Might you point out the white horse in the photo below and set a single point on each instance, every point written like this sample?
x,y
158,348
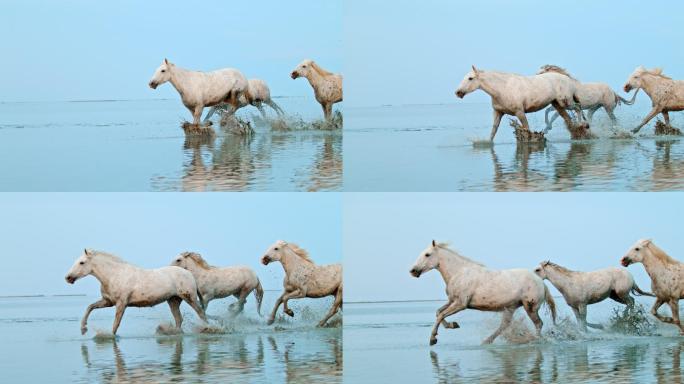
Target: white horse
x,y
667,277
592,96
471,285
327,86
515,95
303,278
202,89
260,93
126,285
666,94
220,282
582,288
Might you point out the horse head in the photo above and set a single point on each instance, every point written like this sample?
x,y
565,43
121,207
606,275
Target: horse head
x,y
470,83
426,261
161,75
82,267
303,69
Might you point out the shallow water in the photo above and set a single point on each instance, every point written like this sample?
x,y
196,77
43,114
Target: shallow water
x,y
430,148
140,146
41,343
388,342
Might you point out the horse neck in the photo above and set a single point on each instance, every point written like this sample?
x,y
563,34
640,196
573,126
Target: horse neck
x,y
487,80
290,261
559,279
450,263
652,83
104,269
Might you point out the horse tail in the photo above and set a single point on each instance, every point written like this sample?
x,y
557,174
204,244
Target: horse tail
x,y
637,291
259,295
550,302
619,98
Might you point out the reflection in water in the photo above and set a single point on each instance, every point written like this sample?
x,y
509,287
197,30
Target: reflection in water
x,y
234,358
237,163
603,162
604,361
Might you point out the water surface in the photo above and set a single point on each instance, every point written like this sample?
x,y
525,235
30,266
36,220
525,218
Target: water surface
x,y
41,343
388,342
139,146
430,148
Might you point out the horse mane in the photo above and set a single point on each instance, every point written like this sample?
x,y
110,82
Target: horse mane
x,y
554,68
299,251
320,70
112,257
198,259
445,246
657,72
660,254
560,268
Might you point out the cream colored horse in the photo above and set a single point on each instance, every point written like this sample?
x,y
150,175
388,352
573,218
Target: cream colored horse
x,y
515,95
260,93
666,94
327,86
667,277
220,282
471,285
303,278
592,96
202,89
125,285
582,288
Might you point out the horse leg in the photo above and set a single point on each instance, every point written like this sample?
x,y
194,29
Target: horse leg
x,y
674,305
193,301
296,294
666,116
648,118
523,119
120,309
495,125
333,309
447,324
174,306
271,319
197,114
451,309
102,303
506,318
654,311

Written problem
Rewrite the entire listing above, substituting "place one marker" for every occurrence of "set a single point" and changing nothing else. Leave the pictures out of your answer.

Answer to this exercise
Might you point out the white horse in the photo below and place one marker on each instance, every point written like this sample?
x,y
158,348
Target: white horse
x,y
667,277
592,96
471,285
327,86
515,95
303,278
202,89
260,93
126,285
666,94
220,282
582,288
Might you point out the horse head in the photo above and place one marker on each instance, every point written like this sample?
x,y
565,43
121,207
606,275
Target: horse head
x,y
470,83
426,261
161,75
82,267
303,69
Might you point out the shallow water in the photo above and place one marker on each instance, every point written like this sample?
x,y
196,77
43,114
Target: shallow water
x,y
430,148
140,146
41,343
388,342
Might you point out the horse neck in the photo above and place one marker on each instance, every point written like this sample?
x,y
563,34
640,196
573,126
Target: horse neck
x,y
487,80
290,261
559,279
450,263
652,83
104,269
Might you point out the horse tail in the photo above and place one marker on each instance, every point written like this sample?
x,y
557,174
204,244
Target: horse tail
x,y
637,291
259,295
550,302
619,98
Might you point out the reflection in water in the photo above and place one marker on each instance, every point written like this sample?
x,y
509,287
197,30
Target: reflection in water
x,y
234,358
237,163
603,162
604,361
Might you point out the water surface in the photo above and place one marker on each instance, every point written like this sample?
x,y
525,235
30,266
36,220
525,218
Target: water surface
x,y
41,343
388,342
139,146
430,148
Might you point out the horse mane in the photo above and place one marker on each instance, every point written like this sample?
x,y
110,82
Target: horse mane
x,y
554,68
299,251
320,70
112,257
198,259
445,246
657,72
660,254
560,268
Might you point out the cream colored horse in the photo above and place one marker on each instance, every point written like this sample?
x,y
150,175
388,352
573,218
Target: cream colored horse
x,y
515,95
260,93
666,94
327,86
667,277
220,282
471,285
303,278
592,96
202,89
125,285
582,288
Might you point out the horse leg in the photo above and place one marker on each instance, every point written like this sample?
x,y
194,29
Target: horse leg
x,y
674,305
193,301
296,294
666,116
648,118
523,119
120,309
495,125
333,309
447,324
174,306
271,319
197,114
451,309
102,303
506,318
654,311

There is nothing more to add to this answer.